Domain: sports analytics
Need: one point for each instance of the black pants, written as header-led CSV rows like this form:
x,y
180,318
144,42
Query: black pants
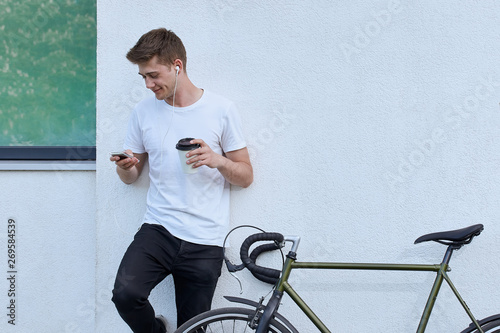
x,y
153,254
————————
Starting at the line that holds "Need: one point", print each line through the last one of the entries above, exactly and with both ends included; no pictures.

Need: one point for each instance of the black pants, written as header-led CSV rows like this form:
x,y
180,318
144,42
Query: black pants
x,y
153,254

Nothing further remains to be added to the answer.